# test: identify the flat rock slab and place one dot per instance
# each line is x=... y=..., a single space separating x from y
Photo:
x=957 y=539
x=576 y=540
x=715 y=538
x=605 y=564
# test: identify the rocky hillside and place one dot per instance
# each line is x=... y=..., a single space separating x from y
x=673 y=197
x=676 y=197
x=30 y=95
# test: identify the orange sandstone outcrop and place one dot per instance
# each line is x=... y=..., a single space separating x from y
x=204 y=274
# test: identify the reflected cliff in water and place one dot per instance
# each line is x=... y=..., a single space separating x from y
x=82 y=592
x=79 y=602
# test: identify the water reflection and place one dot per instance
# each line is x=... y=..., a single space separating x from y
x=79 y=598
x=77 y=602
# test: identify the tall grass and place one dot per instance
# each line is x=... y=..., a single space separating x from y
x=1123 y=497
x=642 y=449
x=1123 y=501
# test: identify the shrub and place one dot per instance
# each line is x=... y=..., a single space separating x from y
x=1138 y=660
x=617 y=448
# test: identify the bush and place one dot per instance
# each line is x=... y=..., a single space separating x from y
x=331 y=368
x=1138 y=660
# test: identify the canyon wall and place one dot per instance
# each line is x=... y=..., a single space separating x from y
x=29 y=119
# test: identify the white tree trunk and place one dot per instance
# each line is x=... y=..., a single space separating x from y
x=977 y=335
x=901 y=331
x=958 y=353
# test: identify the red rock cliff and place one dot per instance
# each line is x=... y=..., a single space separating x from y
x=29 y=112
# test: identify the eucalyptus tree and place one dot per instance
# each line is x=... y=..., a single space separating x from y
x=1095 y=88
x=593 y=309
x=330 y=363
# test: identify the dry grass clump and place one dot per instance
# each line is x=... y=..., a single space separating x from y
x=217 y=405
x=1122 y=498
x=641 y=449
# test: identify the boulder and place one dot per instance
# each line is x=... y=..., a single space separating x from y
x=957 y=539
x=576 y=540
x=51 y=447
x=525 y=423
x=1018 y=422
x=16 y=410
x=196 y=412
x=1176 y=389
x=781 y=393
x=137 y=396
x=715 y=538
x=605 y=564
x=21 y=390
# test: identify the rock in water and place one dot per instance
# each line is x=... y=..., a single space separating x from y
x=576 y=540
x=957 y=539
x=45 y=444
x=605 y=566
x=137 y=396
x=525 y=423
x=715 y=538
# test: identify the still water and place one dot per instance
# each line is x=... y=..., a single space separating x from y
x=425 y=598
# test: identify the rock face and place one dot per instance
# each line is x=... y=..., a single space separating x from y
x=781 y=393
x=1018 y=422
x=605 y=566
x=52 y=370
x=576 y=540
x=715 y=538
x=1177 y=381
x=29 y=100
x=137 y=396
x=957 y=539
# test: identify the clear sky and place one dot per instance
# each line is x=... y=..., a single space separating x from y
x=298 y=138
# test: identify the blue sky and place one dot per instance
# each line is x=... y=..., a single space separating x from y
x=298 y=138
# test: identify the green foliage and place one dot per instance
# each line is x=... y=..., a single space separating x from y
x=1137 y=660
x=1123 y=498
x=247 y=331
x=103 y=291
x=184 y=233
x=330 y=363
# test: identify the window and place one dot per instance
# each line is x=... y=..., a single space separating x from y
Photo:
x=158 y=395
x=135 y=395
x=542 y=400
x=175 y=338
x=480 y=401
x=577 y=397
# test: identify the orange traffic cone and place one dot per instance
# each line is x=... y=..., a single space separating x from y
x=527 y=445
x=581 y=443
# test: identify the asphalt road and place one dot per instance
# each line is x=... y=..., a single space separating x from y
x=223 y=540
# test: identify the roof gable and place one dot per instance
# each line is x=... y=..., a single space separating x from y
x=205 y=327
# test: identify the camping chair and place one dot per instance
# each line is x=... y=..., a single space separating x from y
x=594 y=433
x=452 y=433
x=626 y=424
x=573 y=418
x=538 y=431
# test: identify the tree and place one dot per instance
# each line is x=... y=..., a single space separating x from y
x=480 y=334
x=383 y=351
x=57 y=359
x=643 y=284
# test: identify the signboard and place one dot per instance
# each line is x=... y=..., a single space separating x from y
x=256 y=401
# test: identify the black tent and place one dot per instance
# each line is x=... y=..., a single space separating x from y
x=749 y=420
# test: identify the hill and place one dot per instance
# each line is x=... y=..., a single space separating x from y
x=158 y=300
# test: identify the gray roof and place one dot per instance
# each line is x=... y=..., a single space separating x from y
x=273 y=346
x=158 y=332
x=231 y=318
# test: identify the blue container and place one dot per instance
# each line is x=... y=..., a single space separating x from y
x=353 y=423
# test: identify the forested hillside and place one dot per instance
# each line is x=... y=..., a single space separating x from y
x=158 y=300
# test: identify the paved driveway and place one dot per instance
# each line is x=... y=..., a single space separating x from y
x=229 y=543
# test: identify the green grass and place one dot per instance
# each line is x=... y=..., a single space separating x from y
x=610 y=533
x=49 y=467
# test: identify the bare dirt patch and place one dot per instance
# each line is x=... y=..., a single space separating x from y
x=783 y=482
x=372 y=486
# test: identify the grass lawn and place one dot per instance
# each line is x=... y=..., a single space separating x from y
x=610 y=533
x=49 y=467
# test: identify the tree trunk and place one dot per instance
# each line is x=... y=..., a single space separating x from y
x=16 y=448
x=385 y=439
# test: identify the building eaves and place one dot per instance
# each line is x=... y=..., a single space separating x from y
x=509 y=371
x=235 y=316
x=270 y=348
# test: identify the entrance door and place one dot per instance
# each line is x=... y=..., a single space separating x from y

● ● ●

▸ **Task description**: Which lines above hold the word "grass"? Copy each of them.

▸ **Exercise answer**:
# test: identify the tall grass and place one dot per instance
# test: identify the dry grass clump and place one dot per instance
# test: identify the green grass and place one dot per instance
# test: identify the grass lawn and place one dot per instance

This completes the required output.